* begin *

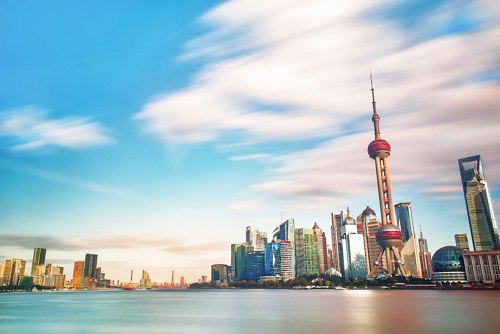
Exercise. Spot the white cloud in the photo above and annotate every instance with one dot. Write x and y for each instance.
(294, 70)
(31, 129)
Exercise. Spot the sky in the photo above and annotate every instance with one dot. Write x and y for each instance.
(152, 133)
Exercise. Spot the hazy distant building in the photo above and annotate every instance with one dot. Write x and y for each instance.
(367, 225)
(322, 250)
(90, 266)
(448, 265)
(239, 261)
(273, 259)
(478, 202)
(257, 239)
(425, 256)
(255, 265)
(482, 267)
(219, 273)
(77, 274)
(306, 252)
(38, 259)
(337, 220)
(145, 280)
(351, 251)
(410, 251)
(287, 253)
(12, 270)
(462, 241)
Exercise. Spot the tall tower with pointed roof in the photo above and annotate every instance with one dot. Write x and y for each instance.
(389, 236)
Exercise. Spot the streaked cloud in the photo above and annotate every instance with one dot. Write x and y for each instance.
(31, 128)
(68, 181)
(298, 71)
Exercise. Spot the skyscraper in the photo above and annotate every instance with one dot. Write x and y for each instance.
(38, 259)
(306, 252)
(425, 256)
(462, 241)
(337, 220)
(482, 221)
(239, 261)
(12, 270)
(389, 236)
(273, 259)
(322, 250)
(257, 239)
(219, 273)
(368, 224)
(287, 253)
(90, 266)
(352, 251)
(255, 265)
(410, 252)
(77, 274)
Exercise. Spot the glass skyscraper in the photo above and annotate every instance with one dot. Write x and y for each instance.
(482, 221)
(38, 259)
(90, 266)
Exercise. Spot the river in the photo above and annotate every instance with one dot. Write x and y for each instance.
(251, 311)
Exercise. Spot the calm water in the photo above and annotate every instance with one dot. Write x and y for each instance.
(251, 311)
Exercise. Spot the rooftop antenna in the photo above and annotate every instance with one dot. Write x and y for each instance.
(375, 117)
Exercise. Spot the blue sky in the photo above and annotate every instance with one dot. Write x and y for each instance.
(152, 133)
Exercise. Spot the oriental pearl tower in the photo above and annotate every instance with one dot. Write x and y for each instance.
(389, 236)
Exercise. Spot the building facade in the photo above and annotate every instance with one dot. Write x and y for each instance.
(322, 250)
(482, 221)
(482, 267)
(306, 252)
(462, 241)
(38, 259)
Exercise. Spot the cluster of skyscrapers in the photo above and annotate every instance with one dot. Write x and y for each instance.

* end *

§ **GOAL**: Render as a Markdown table with columns No. and Line every line from the one containing "Exercise. Spot the rooftop" through the end of the rows, both ends included. Number each line and leave out blank lines.

§ **ANSWER TO THIS EXERCISE**:
| No. | Line |
|---|---|
| 1 | Exercise. Spot the rooftop antenna in the photo above and annotate every instance with one dot. Write x and y for each instance. |
| 2 | (375, 117) |
| 3 | Exercise. Spot the blue sky in the photo above and annotate every instance with one dot. Write x and y for each instance. |
| 4 | (152, 133) |
| 5 | Exercise. Spot the oriental pearl tower in the photo above and annotate every instance with one dot. Write x and y for each instance. |
| 6 | (389, 236) |
| 7 | Exercise. Spot the building facade in the photo above and annotate every instance with one dot. Write x and y for each instance. |
| 8 | (322, 250) |
| 9 | (482, 221) |
| 10 | (482, 267) |
| 11 | (306, 252) |
| 12 | (462, 241) |
| 13 | (38, 259) |
| 14 | Exercise. Spot the cluster of skyscrapers in the photo above and annotate every instance with one dot. Write x and y for each instance. |